> _Document segment_:
Coronary Angioplasty / 

Percutaneous Coronary Intervention (PCI)

/ Coronary Stent

These are interchangeable terms for the procedure where a narrowed coronary artery is opened, typically with a balloon and a stent. A coronary stent is an expandable mesh tube made of medical-grade stainless steel or cobalt alloy metal, which is expanded within the artery to relieve a narrowing, and keep it open. It remains in the artery permanently.

The procedure can be carried out straight after undertaking an angiogram. This is more likely after an acute presentation (threatened or evolving heart attack). Electively, this would be performed for one or more of the following:

  • The patient had symptoms related to that narrowing despite being on good anti-anginal therapy
  • There is a recent history of unstable symptoms (pain coming at reduced exercise or pain at rest)
  • It is felt that the narrowing is in a place where a significant amount of heart muscle is at risk (as assessed either with a prior functional test, or a test performed at the time of the angiogram)

At the time of the angiogram, further tests may be carried out to assess the severity of a narrowing:

  • A pressure wire study involves passing a fine wire down the affected artery and measuring the pressure difference across the narrowing. If this difference is above a pre-determined threshold, the implication is that stenting the artery would benefit the patient.
  • An intravascular ultrasound (IVUS) gives information from within the artery. As well as assessing the severity of a lesion, it also provides information about the characteristics of a narrowing, which may help to decide the best treatment.

If a narrowing is identified, and none of the above criteria apply, the results of the angiogram should be discussed with the patient and all management options discussed. These discussions should include the risks of undertaking the procedure against the risk of not doing it. The typical risk quoted for an elective is PCI is 1% for serious complications, which includes causing a heart attack, stroke or death. This risk can vary depending on the complexity of the procedure.

> _Information supplied_:

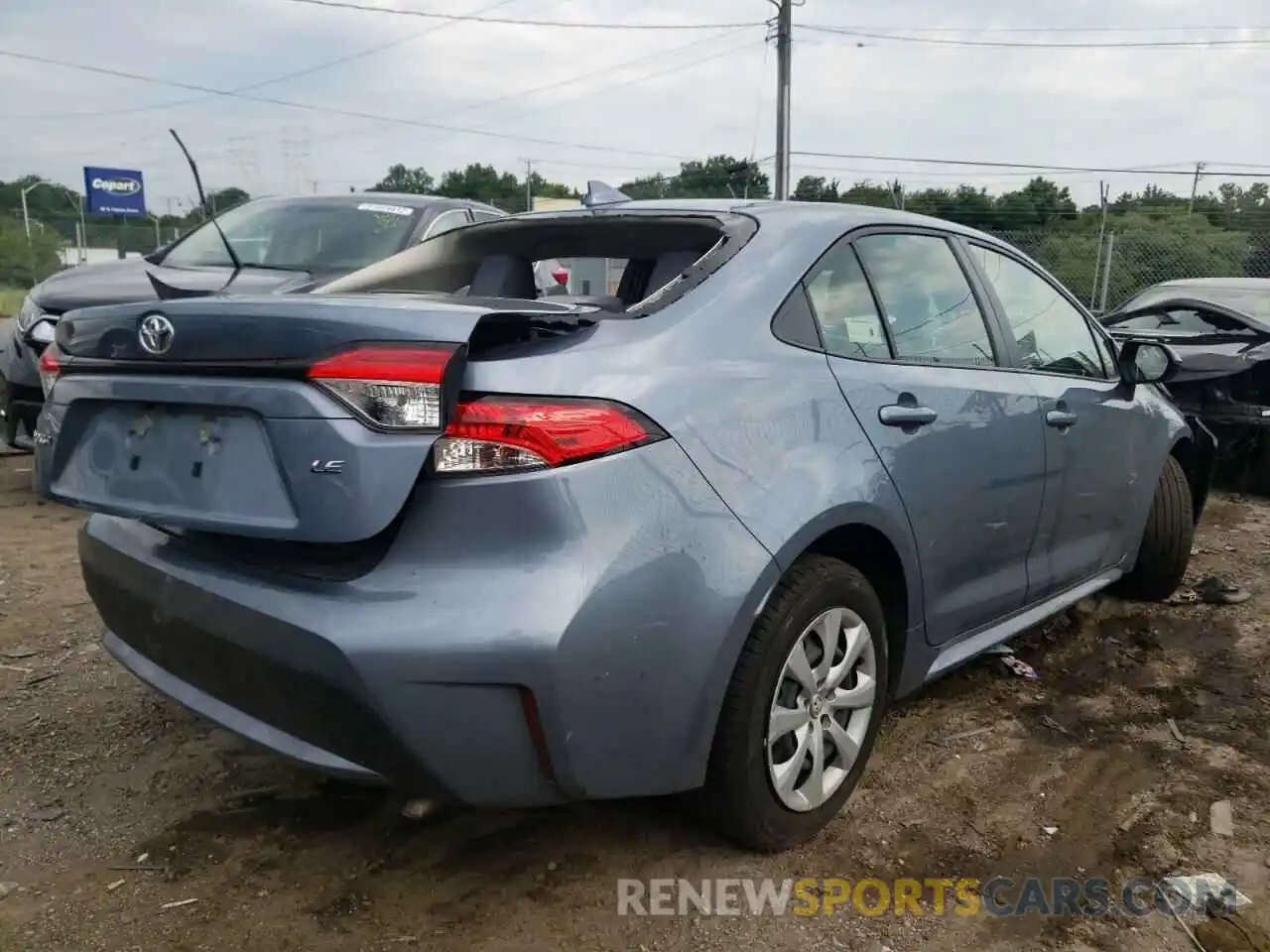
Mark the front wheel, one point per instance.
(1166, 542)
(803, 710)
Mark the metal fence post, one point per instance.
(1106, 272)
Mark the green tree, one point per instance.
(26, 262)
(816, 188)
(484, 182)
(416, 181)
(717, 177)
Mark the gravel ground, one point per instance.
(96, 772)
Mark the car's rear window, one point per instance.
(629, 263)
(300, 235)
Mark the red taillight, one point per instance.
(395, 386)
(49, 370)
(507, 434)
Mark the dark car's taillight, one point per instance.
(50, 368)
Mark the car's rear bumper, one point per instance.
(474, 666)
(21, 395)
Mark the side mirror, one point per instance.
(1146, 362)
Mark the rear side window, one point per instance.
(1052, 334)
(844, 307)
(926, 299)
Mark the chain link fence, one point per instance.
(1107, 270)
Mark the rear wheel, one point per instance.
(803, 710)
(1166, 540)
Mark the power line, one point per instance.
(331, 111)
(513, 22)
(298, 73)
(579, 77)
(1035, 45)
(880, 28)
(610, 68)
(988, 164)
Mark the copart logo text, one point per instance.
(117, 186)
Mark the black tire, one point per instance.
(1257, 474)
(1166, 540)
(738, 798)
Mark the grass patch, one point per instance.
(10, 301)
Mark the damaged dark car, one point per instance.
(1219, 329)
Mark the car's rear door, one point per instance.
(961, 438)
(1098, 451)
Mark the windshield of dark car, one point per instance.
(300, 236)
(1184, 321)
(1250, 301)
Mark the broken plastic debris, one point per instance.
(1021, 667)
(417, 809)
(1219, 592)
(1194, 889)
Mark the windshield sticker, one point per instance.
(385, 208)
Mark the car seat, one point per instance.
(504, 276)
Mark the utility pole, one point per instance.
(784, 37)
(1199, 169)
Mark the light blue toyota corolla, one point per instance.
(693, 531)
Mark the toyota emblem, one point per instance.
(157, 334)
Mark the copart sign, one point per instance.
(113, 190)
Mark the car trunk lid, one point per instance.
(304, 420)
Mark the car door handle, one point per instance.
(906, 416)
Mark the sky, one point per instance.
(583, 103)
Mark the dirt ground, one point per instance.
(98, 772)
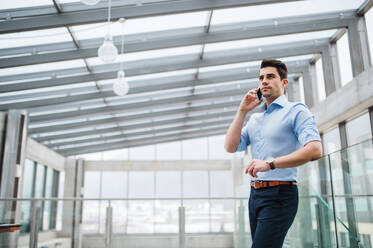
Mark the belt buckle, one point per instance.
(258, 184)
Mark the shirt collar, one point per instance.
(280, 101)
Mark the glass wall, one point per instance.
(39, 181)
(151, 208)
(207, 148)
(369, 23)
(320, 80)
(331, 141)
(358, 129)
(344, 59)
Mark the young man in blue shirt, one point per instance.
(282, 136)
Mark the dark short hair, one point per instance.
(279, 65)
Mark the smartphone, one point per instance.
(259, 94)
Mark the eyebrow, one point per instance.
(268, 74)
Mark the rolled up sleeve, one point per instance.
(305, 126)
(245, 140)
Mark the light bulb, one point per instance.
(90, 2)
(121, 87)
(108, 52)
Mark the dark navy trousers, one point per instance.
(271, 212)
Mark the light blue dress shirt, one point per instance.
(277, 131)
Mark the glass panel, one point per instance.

> _Tasks to complete_:
[a] Reproduce, word for word, the part of the coronary angioplasty passage that opens with the words containing "These are interchangeable" and closes with "pain at rest)".
[b] Extend the coronary angioplasty passage, starting right after its final sentence.

> _Per-task answers_:
[a]
These are interchangeable terms for the procedure where a narrowed coronary artery is opened, typically with a balloon and a stent. A coronary stent is an expandable mesh tube made of medical-grade stainless steel or cobalt alloy metal, which is expanded within the artery to relieve a narrowing, and keep it open. It remains in the artery permanently.

The procedure can be carried out straight after undertaking an angiogram. This is more likely after an acute presentation (threatened or evolving heart attack). Electively, this would be performed for one or more of the following:

  • The patient had symptoms related to that narrowing despite being on good anti-anginal therapy
  • There is a recent history of unstable symptoms (pain coming at reduced exercise or pain at rest)

[b]
    The procedure of angioplasty (see diagram) involves passing a fine wire (guide wire) through the tube inserted through the wrist or groin beyond the narrowing. A balloon (typically 2.5mm in diameter) is then fed over this wire, positioned at the narrowing, and then inflated. This is then removed and a stent (on a balloon) positioned in a similar fashion. This is inflated and should scaffold the artery open. Sometimes further balloon inflations are required to expand the stent to fit the artery.

    After the procedure, patients are required to take 2 anti-platelet drugs to reduce the risk of a clot forming in the stent whilst it is being incorporated as part of the artery. The usual time is 1 year but this can be reduced depending on the type of stent and if there is concern over the increased risk of bleeding on 2 drugs. Most patients continue on a single anti-platelet indefinitely.

    There are ongoing risks after the stent is implanted – the commonest is a blood clot forming in the stent and blocking the artery. The risk of this reduces the longer the time from the procedure. A longer term complication is in-stent restenosis, where the “skin” that grows over the stent after implantation, keeps growing and re-narrows the artery.  If this occurs, this can be treated with further angioplasty or bypass surgery.